- **WRITTEN EXERCISE**: Please copy the stretch from the first line through the line containing "point(358, 551)", swapping "red muleta cape" for "scarlet cape" and leaving everything else as it is.

___ WORKING DATA ___

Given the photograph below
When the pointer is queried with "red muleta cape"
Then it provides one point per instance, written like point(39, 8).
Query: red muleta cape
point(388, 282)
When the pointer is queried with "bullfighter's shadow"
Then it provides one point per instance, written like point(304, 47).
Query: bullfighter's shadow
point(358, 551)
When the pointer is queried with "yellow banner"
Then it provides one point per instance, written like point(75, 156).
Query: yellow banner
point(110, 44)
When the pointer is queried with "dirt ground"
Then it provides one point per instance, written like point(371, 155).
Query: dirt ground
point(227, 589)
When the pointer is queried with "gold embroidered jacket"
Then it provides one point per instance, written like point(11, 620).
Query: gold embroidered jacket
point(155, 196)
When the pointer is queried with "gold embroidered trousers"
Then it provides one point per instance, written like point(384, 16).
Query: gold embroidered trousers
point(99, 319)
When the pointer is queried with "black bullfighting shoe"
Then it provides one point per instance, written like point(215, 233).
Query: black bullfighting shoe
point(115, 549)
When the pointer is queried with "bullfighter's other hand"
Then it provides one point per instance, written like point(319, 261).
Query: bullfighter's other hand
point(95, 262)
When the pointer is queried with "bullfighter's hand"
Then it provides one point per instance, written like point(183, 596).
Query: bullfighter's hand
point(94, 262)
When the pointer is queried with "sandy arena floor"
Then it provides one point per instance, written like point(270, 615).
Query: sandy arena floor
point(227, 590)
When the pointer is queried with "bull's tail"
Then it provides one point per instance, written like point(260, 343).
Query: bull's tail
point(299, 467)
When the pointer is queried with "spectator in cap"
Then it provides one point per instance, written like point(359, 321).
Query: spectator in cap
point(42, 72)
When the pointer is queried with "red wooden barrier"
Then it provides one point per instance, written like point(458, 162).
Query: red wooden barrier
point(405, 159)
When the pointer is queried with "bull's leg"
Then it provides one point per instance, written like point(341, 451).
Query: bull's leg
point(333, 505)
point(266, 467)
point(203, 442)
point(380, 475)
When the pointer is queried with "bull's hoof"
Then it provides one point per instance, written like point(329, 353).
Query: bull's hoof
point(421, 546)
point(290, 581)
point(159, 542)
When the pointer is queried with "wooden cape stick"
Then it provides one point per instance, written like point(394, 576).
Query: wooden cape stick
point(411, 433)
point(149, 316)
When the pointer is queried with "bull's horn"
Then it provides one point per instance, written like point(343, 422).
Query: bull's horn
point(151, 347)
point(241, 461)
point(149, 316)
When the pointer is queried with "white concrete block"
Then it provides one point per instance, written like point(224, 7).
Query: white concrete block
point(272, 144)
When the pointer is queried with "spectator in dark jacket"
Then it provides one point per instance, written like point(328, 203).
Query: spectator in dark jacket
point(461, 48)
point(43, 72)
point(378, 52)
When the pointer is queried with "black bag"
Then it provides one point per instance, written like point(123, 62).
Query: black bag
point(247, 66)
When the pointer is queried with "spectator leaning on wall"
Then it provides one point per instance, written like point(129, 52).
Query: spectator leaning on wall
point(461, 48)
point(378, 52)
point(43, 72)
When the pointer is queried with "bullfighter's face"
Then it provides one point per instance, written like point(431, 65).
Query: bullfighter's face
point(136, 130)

___

- **RESPONSE**:
Given the photograph below
When the pointer is queried with "scarlet cape"
Then it provides one point per instance, written like point(39, 8).
Query: scarlet cape
point(388, 282)
When the pointer is queried with "bullfighter's shadow"
Then it provides one point per instance, written like point(304, 47).
Query: bullfighter's shadow
point(358, 551)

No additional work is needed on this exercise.